--- Data provided Enclosed Below ---

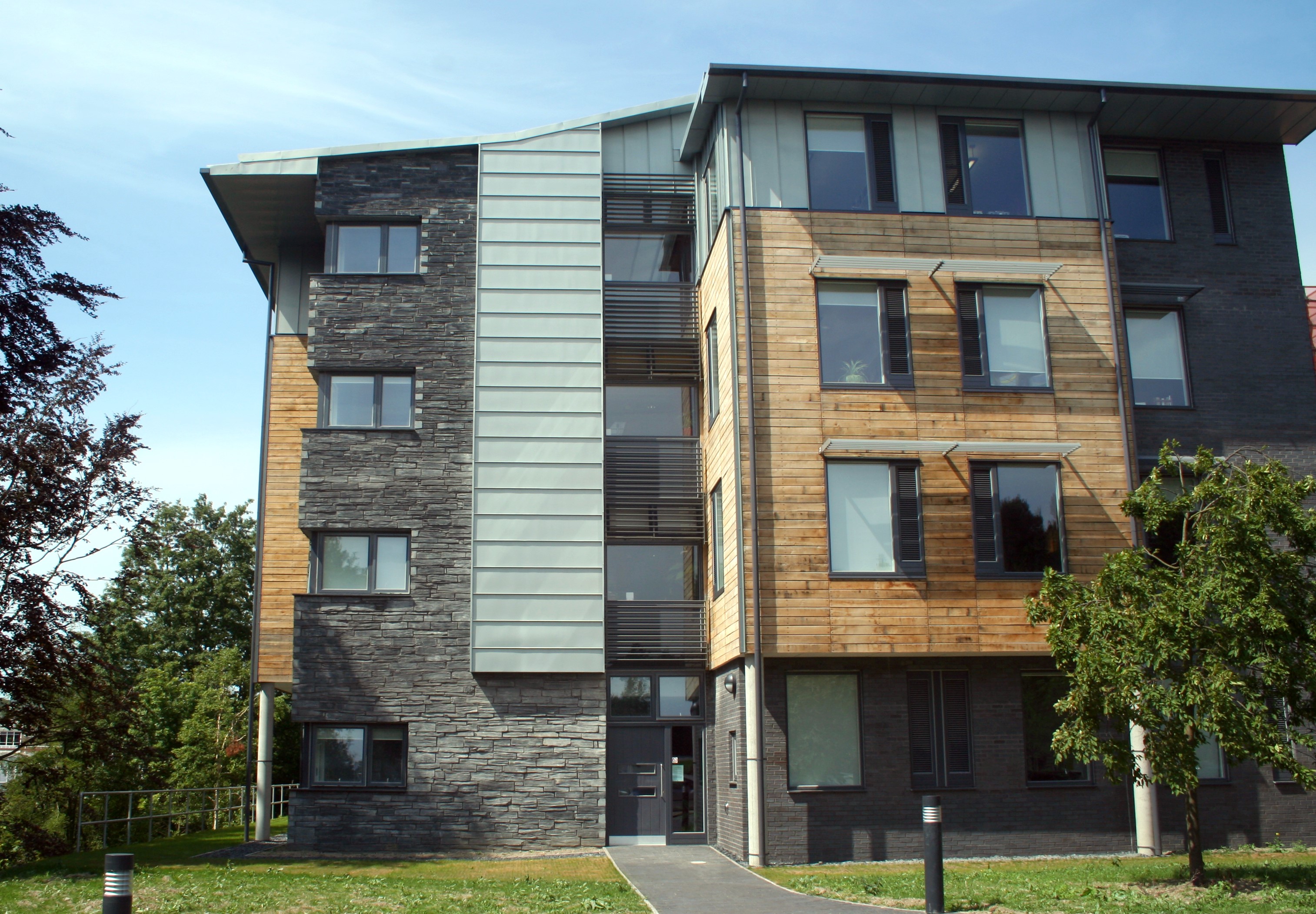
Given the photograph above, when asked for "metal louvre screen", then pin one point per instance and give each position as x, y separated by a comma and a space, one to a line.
970, 335
653, 488
985, 520
652, 631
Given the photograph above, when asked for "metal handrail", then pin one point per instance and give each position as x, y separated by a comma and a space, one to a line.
216, 808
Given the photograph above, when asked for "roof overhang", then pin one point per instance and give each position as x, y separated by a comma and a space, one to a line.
1132, 110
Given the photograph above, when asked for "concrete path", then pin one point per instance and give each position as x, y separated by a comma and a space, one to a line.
693, 879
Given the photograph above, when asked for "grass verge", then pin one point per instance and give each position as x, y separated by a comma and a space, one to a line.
1241, 883
170, 880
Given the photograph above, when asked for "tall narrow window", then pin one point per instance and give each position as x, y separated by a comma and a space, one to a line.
864, 335
1016, 518
372, 248
940, 741
362, 563
1218, 190
716, 543
983, 168
1003, 336
874, 523
1156, 357
1040, 693
1136, 194
715, 398
839, 163
823, 731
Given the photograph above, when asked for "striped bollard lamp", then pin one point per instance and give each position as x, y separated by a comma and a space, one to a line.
935, 889
119, 884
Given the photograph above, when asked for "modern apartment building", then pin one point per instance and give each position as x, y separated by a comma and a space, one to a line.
678, 474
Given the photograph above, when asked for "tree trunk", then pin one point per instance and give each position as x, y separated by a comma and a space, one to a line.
1193, 829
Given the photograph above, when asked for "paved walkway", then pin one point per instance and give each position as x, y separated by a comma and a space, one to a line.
693, 879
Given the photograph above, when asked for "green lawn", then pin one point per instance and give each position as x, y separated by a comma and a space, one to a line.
169, 879
1243, 883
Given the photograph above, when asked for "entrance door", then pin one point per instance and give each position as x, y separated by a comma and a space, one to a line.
637, 797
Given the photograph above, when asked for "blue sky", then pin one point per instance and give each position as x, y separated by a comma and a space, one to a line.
115, 106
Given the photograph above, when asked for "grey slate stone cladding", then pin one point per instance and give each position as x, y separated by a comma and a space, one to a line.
1247, 331
1001, 814
494, 762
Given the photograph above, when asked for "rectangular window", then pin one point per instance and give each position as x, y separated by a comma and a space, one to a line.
874, 518
1156, 357
1003, 336
864, 335
716, 539
366, 401
362, 563
940, 741
1136, 194
653, 572
1041, 692
650, 411
1218, 191
1016, 514
1213, 764
373, 755
715, 397
823, 731
373, 248
641, 257
983, 168
850, 164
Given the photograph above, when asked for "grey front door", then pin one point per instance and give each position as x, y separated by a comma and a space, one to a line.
637, 796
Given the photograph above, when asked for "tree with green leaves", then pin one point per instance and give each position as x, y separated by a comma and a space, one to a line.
1211, 634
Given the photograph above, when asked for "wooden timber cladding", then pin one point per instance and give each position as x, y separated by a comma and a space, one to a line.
805, 610
285, 551
720, 452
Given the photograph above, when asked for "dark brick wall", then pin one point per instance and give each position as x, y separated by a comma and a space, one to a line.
1247, 332
1001, 816
726, 803
494, 762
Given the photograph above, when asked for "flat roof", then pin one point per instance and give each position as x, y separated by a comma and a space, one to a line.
1132, 110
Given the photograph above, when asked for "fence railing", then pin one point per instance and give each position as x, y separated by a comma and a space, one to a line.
166, 813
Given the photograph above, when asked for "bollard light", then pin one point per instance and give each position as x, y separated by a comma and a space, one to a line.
119, 884
933, 877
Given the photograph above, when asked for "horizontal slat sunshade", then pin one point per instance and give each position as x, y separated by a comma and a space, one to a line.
644, 630
928, 265
924, 446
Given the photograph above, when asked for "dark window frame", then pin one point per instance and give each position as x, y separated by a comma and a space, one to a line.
326, 386
372, 563
1165, 190
308, 757
859, 709
869, 158
715, 389
966, 209
1183, 348
890, 380
994, 570
383, 224
654, 675
983, 380
1087, 780
940, 775
716, 540
906, 569
1226, 202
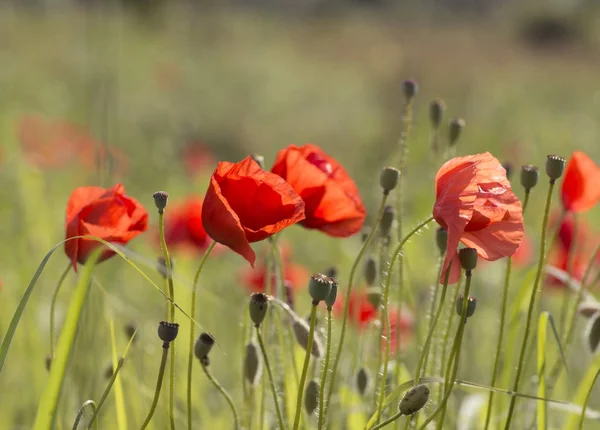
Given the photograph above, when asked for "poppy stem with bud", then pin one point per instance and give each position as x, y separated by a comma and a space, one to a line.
554, 171
192, 327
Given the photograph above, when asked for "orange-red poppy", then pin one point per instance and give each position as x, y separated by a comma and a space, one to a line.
580, 190
333, 204
246, 204
105, 213
475, 203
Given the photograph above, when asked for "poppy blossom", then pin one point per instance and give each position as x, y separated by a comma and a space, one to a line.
183, 225
333, 204
105, 213
246, 204
580, 191
476, 205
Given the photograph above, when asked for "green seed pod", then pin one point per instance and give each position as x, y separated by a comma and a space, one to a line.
311, 396
259, 304
252, 364
468, 258
414, 400
529, 176
301, 332
370, 271
555, 165
363, 380
319, 287
389, 179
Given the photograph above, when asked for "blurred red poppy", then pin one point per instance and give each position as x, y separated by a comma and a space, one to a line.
106, 213
246, 204
183, 225
475, 203
580, 188
333, 204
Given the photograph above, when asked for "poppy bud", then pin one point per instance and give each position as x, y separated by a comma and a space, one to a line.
301, 332
362, 381
509, 168
160, 200
414, 400
203, 345
436, 112
387, 220
319, 287
388, 179
410, 88
555, 165
259, 303
471, 305
167, 332
529, 176
588, 308
374, 296
370, 271
259, 159
455, 130
468, 258
330, 300
252, 364
311, 397
441, 239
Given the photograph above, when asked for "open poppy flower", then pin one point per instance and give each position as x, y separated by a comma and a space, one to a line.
246, 204
333, 204
105, 213
476, 205
580, 191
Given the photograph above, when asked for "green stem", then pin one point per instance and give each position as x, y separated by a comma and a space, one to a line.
311, 336
225, 394
268, 367
192, 329
347, 302
386, 291
324, 373
161, 373
53, 306
534, 289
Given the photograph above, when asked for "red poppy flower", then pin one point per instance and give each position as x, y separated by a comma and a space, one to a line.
580, 190
246, 204
183, 225
333, 204
105, 213
475, 203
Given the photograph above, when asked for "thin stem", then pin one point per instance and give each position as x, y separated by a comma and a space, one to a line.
224, 393
534, 289
161, 373
324, 373
386, 291
347, 303
192, 329
53, 306
311, 336
268, 367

--- End of Enclosed Data provided ---

* [Brief] The answer must restate each entry word for word and contain no images.

* [Final answer]
Given the photograph above, when asked for "metal louvre screen", then pin one point per instance and give each position as x, y separated by a comma and a space, one to a line.
970, 335
653, 488
985, 520
652, 631
Given the photograph above, when asked for "metal handrail", then pin one point per instance and give each position as x, y separated by a comma and a space, one to a line.
216, 808
Given the photograph above, when asked for "roof overhang", then pin one point per instance and give each position as x, y separated by a comma and a space, one to a line.
1132, 110
Given the photograph above, when asked for "concrete path", then pin one point per instance and give each position as x, y separated by a comma and a space, one to a line.
693, 879
Given the photograph above, when asked for "grass verge", then pin one point per instance and give each position as x, y separated by a comma and a space, one to a line.
1241, 883
170, 880
Given the photograph above, when asked for "tall narrow window", then pin one point per instance and give each position as x, y separated by a comma and a space, one to a line.
864, 335
1016, 518
372, 248
940, 741
362, 563
1218, 190
716, 543
983, 168
1003, 336
874, 523
1156, 357
1040, 693
1136, 194
715, 398
839, 163
823, 731
Given the photograph above, when asked for "striped bollard lamp", then pin one point per instance and give each position as x, y separated by a comma and a space, one to a line.
935, 889
119, 884
Given the photograph above, when asked for "modern apartment building", then pin one point per instance and give each position as x, y separated by a comma and a space, one to a line.
678, 474
Given the photograph above, when asked for "tree trunk", then pin one point per instance and give each position as x, y separated by a comma and a space, one to a line.
1193, 829
Given the photograph above, when asked for "paved walkway", then pin one point per instance and give each position as x, y separated by a comma and a space, one to a line.
693, 879
Given the photograph above, when asked for "green lawn", then pin one point per instance and give each position as x, y separated by a comma and a space, one to a line.
169, 879
1243, 883
Given the photograph above, when asked for "entrance door", then pin one point per instance and give each position as x, y separated by a comma and a space, one to a line.
637, 797
Given the photograph above, when asked for "blue sky", then pin one point per instance and give each position as x, y separated by a comma and a space, one to a line.
115, 106
Given the photograph above, when asked for "grey slate stone cladding", then pin one point per instance and give each position as x, y separated by a comma and a space, one to a line.
1247, 331
1001, 814
494, 762
Given the photograph above, when asked for "rectangular window", then pin one point per instance and give each position as x, y separated by a comma and a space, one to a line.
874, 518
1156, 357
1003, 336
864, 335
716, 539
366, 401
362, 563
940, 741
1136, 194
653, 572
1041, 692
650, 411
1218, 191
1016, 514
1213, 764
373, 755
715, 397
823, 731
373, 248
641, 257
983, 168
850, 164
Given the photograph above, when asked for "grey front door", then pin one point per instance and give each position as x, y separated by a comma and a space, one to a line.
637, 796
Given the photograph above, when asked for "tree with green leaves", then pin one point per instance and give each position as x, y separated by a comma and a space, one to a line.
1211, 634
Given the photograph above, when asked for "wooden timber cladding", then pin one point per instance and give each position as x, y separated by a comma and a space, one to a line.
805, 610
285, 551
720, 452
Given the photograph above, when asked for "dark brick wall", then pin one point per instance and give each position as x, y separated by a comma and a space, one to a line.
1247, 332
1001, 816
726, 803
494, 762
Given the photograph above, when asked for "flat roof", then pin one point per instance and give each position as x, y separated by a comma and a space, one to a line.
1132, 110
Given the photograph above, when asked for "fence railing", then pin one point per instance and give each position as x, y separated by a comma and a space, one to a line.
166, 813
Given the photograph above, when asked for "bollard light", then pin one point per instance and give each position as x, y separated by a comma and a space, one to a line.
119, 884
933, 877
Given the photograph above, when asked for "horizontal slat sunshade", then pin one point per instance and give each position as x, y separated by a comma and a space, one to a line.
644, 630
928, 265
924, 446
Given the photograph above, when asked for "dark window frame", then pin one point per instance and give each position as x, y separated by a comma and a space, one to a line.
326, 386
372, 563
1165, 190
308, 757
859, 709
869, 158
715, 389
966, 209
1183, 348
890, 380
994, 570
383, 224
654, 675
983, 380
1087, 780
940, 775
716, 540
906, 569
1226, 202
Given the photograph above, when asked for "poppy stem with bud", then pin one point per instance and give each position as x, y separated by a comma and a space, one to a line.
554, 171
192, 327
Given the photograph above, when asked for "orange-red poppy", then pin one point per instance and give each position as x, y separated by a comma and a space, one to a line.
580, 190
333, 204
246, 204
105, 213
475, 203
Given the photograph above, when asked for "poppy blossom", then pin one point per instance and give each position as x, y separated by a comma and a space, one to a line.
183, 225
333, 204
105, 213
246, 204
580, 191
476, 205
Given the photograph above, when asked for "green seed pod", then pin one point per instance and give each position as x, y separated by a comma and a space, one to a line.
311, 396
259, 304
252, 364
468, 258
414, 400
529, 176
301, 332
370, 271
555, 165
363, 380
319, 287
389, 179
Given the photograph above, when asked for "blurred red poppy", then pin one point per instance and give each position as x, y separated by a comma and a space, one to a line.
106, 213
246, 204
183, 225
475, 203
580, 188
333, 204
Given the photograph above, when asked for "poppy bud", then pin one point per instance and give each position as x, y separated by a comma and a space, one to a line.
301, 332
362, 381
509, 168
160, 200
414, 400
203, 345
436, 112
387, 220
319, 287
388, 179
410, 88
555, 165
259, 303
471, 305
167, 332
529, 176
588, 308
374, 296
370, 271
259, 159
455, 130
468, 258
330, 300
252, 364
311, 397
441, 239
Given the photograph above, when asked for "open poppy flower", then pin one point per instance and give each position as x, y separated by a comma and a space, one to a line.
246, 204
333, 204
105, 213
476, 205
580, 191
Given the photograph above, when asked for "green stem", then pin one point per instance and give each position as x, y separated by a comma and a space, one to a line.
311, 336
225, 394
268, 367
192, 329
347, 302
386, 291
324, 373
161, 373
53, 306
534, 289
Given the photograph above, when asked for "red poppy flower", then pin one point per instance and give each position as x, y separated by a comma and a space, one to a line.
580, 190
246, 204
183, 225
333, 204
105, 213
475, 203
Given the photograph above, when asked for "thin stem", then pin one point per instance and give each position as x, y separated by a comma and a space, one to a line.
224, 393
534, 289
161, 373
324, 373
386, 291
347, 303
192, 329
53, 306
311, 336
268, 367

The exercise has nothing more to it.